:: DIRECTIONS ::
The full set of entries below is to be returned unchanged.

:: MATERIAL PROVIDED ::
#####

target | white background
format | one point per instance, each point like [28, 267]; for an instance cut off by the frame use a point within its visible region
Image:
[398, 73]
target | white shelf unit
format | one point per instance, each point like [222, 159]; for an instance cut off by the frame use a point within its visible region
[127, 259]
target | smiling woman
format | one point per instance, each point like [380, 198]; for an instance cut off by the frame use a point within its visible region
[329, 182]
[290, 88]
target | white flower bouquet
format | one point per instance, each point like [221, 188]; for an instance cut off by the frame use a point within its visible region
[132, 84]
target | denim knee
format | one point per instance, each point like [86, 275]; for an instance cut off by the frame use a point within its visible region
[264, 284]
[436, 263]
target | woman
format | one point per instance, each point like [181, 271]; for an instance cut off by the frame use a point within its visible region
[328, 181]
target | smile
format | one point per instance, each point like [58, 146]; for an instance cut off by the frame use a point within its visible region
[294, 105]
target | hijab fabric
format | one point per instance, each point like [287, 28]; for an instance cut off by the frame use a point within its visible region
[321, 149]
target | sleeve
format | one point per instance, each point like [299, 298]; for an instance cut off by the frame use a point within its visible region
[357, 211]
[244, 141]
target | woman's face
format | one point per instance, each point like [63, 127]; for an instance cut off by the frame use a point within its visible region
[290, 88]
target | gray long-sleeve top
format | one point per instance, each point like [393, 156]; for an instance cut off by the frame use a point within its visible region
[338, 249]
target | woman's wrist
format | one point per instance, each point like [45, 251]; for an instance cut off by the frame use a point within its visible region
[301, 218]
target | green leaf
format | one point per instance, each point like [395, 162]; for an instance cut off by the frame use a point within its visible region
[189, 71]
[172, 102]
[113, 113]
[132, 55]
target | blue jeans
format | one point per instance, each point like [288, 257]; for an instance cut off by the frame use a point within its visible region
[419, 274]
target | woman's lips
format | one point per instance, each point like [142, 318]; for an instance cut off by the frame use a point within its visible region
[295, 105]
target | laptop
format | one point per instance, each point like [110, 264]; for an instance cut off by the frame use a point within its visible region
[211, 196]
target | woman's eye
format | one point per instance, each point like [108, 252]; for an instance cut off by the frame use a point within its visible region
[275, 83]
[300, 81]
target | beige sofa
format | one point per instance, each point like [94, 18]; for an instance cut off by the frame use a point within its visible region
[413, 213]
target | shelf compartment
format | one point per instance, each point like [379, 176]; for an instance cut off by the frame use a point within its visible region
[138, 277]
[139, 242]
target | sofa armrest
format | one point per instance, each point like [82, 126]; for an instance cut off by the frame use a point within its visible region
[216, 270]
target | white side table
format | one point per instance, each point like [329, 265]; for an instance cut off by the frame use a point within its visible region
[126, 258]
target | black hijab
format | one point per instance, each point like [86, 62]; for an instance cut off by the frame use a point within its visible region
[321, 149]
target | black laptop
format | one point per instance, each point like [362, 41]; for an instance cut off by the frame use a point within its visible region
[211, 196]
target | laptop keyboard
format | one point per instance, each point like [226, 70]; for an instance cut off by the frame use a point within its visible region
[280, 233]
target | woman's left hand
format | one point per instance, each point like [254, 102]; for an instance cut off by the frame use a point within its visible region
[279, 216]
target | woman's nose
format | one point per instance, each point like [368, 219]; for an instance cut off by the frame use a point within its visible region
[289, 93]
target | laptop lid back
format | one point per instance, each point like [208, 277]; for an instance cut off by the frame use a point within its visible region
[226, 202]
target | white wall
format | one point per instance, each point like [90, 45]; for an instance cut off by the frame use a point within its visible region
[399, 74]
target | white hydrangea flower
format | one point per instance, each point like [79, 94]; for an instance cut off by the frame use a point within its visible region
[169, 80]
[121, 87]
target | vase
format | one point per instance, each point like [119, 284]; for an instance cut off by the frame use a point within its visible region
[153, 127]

#####

:: COMPLETED EXERCISE ::
target | white background
format | one point per instance, each point like [28, 267]; for an instance cut off by the frame use a point within its visible region
Image:
[398, 73]
target | white shelf unit
format | one point per instance, each point like [222, 159]; for an instance cut off by the frame use a point within its visible region
[127, 259]
target | smiling woman
format | one point per instance, each point like [380, 198]; for an instance cut off by the frame use a point within its visible region
[329, 182]
[290, 88]
target | white flower bouquet
format | one point per instance, each point like [221, 188]; for an instance cut off by the frame use a point within its visible region
[132, 84]
target | denim knee
format | one point per instance, each point like [86, 275]; for an instance cut off by the frame use a point within its visible region
[264, 284]
[436, 263]
target | woman
format | one point per instance, each point like [181, 271]; for an instance cut off by the frame use a point within its visible region
[328, 181]
target | smile
format | one point per instance, each point like [58, 146]; for an instance cut off by the frame use a point within its visible region
[294, 105]
target | hijab fabric
format | one point per instance, each point like [287, 28]; for an instance cut off by the frame use a point within its visible region
[321, 149]
target | sleeve
format | one point per instance, each point like [299, 298]; for an instance cut off by the frame use a point within its visible region
[357, 211]
[244, 141]
target | woman's face
format | one point per instance, each point like [63, 127]; for an instance cut off by the frame use a point within its visible region
[290, 88]
target | gray long-sleeve top
format | one point per instance, each point like [393, 156]; for an instance cut off by the frame use a point within its visible region
[338, 249]
target | woman's wrist
format | one point per instance, each point like [45, 251]; for an instance cut off by the frame use a point within its visible region
[301, 218]
target | green leaf
format | one point per instance, each point like [395, 162]; for an instance cut off by the frame use a point within its visible region
[189, 71]
[172, 102]
[113, 113]
[132, 55]
target | blue jeans
format | one point per instance, each point like [288, 257]; for an instance cut off by the frame use a point within its visible region
[419, 274]
target | woman's lips
format | one point per instance, each point like [142, 318]; for an instance cut off by the frame use a point within its visible region
[295, 105]
target | laptop
format | one point per instance, each point like [110, 264]; for an instance cut off by the frame use a point within its visible region
[211, 196]
target | woman's eye
format | one point per instance, each point like [108, 252]; for an instance cut off by the frame use a point within its visible region
[275, 83]
[300, 81]
target | beige sofa
format | one point per instance, each point like [94, 18]; for an instance cut off by the frame use a point within its visible region
[413, 213]
target | shelf compartment
format | one point per instance, each point like [379, 176]; for an instance cut off by the frame use a point within its visible region
[138, 277]
[139, 242]
target | sofa armrest
format | one point per instance, each point like [82, 126]; for an instance cut off by the frame use a point within its visible region
[216, 270]
target | white side table
format | one point per instance, each point like [329, 265]; for an instance cut off by the frame use a point within its visible region
[126, 258]
target | black hijab
format | one point per instance, each point like [86, 62]; for an instance cut off by the frame use a point within its visible region
[321, 149]
target | black laptop
format | one point per instance, each point like [362, 41]; for an instance cut off by the frame use a point within its visible region
[211, 196]
target | laptop keyboard
format | one point per instance, each point like [226, 70]; for an instance cut off by the frame use a point within its visible region
[280, 233]
target | woman's left hand
format | one point per instance, each point like [254, 102]; for an instance cut off by the frame use a point within its visible region
[279, 216]
target | woman's nose
format | one point per instance, each point like [368, 219]; for an instance cut off by the frame use a point within its visible region
[289, 93]
target | laptop lid back
format | one point per instance, each point like [208, 277]; for an instance cut off by the frame use a point within its visible region
[226, 202]
target | white wall
format | one point per instance, each point like [90, 45]; for an instance cut off by the frame use a point within its visible region
[399, 74]
target | white hydrangea flower
format | one point per instance, each point like [79, 94]; for an instance cut off by the frame use a point within its visible region
[169, 80]
[121, 87]
target | vase
format | one point per instance, each point like [119, 284]; for an instance cut off by the frame use a point within its visible region
[153, 127]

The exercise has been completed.